▸ **WHAT YOU HAVE TO DO**
Among the entries below, only the lines starting at the one with "Annotation task — tag each instance of the distant" and ending at the one with "Annotation task — tag each instance of the weed", both included, are to be printed exactly.

▸ **SOURCE RECORDS**
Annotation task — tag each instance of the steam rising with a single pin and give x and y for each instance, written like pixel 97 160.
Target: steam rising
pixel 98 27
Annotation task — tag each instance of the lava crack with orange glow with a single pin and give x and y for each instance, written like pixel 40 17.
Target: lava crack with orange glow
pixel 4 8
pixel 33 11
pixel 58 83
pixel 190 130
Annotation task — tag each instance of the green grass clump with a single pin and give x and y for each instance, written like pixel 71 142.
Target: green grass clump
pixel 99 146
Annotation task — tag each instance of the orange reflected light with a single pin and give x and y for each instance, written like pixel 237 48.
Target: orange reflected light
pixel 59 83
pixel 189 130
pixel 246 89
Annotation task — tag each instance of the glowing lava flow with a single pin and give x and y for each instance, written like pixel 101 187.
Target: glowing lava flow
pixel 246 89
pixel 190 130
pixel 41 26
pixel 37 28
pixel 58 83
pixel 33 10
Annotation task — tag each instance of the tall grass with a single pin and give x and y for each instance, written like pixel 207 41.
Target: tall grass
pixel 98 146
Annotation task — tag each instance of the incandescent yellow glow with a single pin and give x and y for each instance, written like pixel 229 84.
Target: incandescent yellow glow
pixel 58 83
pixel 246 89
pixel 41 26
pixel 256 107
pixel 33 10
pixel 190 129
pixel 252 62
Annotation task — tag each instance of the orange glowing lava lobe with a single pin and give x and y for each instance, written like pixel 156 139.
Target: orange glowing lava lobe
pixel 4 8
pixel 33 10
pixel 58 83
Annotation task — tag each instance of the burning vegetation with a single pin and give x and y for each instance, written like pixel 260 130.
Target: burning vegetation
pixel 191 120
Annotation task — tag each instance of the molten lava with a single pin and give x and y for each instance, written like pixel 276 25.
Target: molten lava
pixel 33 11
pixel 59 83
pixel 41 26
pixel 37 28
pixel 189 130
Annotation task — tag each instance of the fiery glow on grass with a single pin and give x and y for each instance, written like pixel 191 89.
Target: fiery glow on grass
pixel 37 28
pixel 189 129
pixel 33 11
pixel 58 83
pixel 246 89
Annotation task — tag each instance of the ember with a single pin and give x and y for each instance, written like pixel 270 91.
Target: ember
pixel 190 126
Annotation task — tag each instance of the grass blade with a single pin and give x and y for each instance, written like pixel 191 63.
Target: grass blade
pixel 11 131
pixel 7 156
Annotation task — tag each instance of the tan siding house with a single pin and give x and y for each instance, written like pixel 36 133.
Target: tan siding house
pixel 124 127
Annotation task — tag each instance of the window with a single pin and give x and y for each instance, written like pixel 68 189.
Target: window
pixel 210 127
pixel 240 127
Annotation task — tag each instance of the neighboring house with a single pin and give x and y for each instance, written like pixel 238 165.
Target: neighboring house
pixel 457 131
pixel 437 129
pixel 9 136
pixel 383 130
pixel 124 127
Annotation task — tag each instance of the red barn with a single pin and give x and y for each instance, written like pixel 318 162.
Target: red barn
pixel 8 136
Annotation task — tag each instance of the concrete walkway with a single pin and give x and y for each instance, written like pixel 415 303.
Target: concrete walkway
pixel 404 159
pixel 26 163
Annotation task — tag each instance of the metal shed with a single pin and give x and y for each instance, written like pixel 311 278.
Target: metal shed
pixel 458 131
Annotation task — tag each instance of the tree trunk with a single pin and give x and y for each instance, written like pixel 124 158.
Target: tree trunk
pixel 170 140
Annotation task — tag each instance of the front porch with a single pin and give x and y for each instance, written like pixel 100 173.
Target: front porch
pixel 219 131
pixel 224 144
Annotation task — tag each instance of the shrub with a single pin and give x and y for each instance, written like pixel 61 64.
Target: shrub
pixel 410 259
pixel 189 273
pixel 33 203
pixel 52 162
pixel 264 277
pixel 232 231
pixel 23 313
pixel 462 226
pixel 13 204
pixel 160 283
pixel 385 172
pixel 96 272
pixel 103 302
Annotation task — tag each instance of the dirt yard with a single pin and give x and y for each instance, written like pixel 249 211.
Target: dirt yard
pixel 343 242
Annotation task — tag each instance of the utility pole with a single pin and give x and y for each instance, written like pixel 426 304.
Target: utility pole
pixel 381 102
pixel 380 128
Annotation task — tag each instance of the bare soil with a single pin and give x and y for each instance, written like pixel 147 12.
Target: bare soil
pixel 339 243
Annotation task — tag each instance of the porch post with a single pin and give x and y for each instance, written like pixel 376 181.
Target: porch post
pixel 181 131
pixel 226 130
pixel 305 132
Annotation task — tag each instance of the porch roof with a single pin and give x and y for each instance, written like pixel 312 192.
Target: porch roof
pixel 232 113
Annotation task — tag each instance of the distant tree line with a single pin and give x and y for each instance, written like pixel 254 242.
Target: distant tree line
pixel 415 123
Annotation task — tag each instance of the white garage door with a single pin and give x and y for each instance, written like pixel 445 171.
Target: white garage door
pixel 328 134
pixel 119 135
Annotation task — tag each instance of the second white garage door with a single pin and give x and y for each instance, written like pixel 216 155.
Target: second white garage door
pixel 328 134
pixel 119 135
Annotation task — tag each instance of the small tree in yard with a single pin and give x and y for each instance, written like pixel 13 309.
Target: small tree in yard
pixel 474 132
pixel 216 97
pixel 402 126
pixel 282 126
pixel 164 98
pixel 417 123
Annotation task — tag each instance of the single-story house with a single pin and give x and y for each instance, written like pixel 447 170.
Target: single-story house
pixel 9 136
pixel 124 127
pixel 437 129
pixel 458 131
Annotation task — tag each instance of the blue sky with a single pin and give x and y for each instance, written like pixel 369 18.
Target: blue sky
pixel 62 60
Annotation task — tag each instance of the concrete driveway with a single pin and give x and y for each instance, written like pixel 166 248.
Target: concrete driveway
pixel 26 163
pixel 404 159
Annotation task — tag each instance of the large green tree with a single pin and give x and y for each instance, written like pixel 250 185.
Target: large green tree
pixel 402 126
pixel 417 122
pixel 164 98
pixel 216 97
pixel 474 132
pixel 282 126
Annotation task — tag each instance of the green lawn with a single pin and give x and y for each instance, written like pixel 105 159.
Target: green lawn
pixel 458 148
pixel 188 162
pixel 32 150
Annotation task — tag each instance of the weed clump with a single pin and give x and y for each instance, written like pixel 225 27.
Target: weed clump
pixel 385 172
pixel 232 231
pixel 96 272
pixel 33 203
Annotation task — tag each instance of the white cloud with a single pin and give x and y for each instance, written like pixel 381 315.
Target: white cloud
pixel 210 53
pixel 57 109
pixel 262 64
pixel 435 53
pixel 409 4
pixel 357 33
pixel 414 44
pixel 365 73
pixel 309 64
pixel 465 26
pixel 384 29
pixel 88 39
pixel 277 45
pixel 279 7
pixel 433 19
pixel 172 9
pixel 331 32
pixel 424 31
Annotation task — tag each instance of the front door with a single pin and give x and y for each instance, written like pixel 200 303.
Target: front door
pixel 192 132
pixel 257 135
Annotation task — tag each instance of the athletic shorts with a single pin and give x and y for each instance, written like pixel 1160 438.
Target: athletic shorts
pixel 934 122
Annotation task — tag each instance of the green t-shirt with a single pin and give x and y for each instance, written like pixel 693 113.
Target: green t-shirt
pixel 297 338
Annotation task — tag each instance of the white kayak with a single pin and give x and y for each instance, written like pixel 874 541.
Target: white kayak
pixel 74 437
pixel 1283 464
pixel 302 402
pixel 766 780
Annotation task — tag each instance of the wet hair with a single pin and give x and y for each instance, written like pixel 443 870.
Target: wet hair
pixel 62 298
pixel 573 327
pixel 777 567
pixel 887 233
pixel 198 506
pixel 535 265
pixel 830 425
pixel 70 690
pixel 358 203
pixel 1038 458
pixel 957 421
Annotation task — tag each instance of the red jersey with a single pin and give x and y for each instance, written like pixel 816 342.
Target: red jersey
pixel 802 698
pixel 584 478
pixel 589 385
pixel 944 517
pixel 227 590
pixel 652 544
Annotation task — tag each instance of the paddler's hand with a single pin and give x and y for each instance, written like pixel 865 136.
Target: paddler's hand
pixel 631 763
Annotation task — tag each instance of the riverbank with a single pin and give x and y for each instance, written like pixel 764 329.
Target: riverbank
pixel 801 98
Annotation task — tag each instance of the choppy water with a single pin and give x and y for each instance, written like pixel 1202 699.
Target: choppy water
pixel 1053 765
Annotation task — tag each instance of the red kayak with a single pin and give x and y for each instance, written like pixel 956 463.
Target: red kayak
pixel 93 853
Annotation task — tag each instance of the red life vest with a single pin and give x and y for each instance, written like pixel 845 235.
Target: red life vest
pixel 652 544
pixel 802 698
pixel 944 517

▸ **WRITTEN RESPONSE**
Annotation task — tag each instance of the distant tree line with a single pin and give x and y for each instance, written like pixel 254 242.
Target: distant tree line
pixel 415 123
Annotation task — tag each instance of the white garage door with a single pin and give x and y for each instance, written like pixel 445 171.
Target: white garage door
pixel 328 134
pixel 119 135
Annotation task — tag each instance of the second white garage door with a single pin and give x and y for each instance, written like pixel 216 155.
Target: second white garage door
pixel 328 134
pixel 119 135
Annotation task — tag each instance of the small tree in yard with a single pin and give x and y for each instance, written like pixel 13 309.
Target: small tree in yard
pixel 474 132
pixel 216 97
pixel 402 126
pixel 282 126
pixel 164 98
pixel 417 123
Annotation task — tag each instance of the single-story house with a single pin and give x and y for each instance, written like pixel 447 170.
Target: single-story house
pixel 9 136
pixel 124 127
pixel 437 129
pixel 458 131
Annotation task — tag each instance of the blue sky with a single pin and give x and y for each instance, written like pixel 369 18.
Target: blue sky
pixel 62 60
Annotation task — tag each instance of the concrete driveway with a single pin and give x and y for each instance, written like pixel 166 248.
Target: concrete driveway
pixel 26 163
pixel 404 159
Annotation task — tag each instance of the large green tree with a single pin and give x and y for each instance, written like pixel 250 185.
Target: large green tree
pixel 402 126
pixel 417 122
pixel 164 98
pixel 216 97
pixel 474 132
pixel 282 126
Annotation task — tag each instance of the green lawn with a single pin and give x and y for each instance, written like pixel 105 159.
Target: green lawn
pixel 458 148
pixel 188 162
pixel 32 150
Annotation task — tag each instance of the weed clump with a single pin and give x and y for each instance, written like pixel 225 27.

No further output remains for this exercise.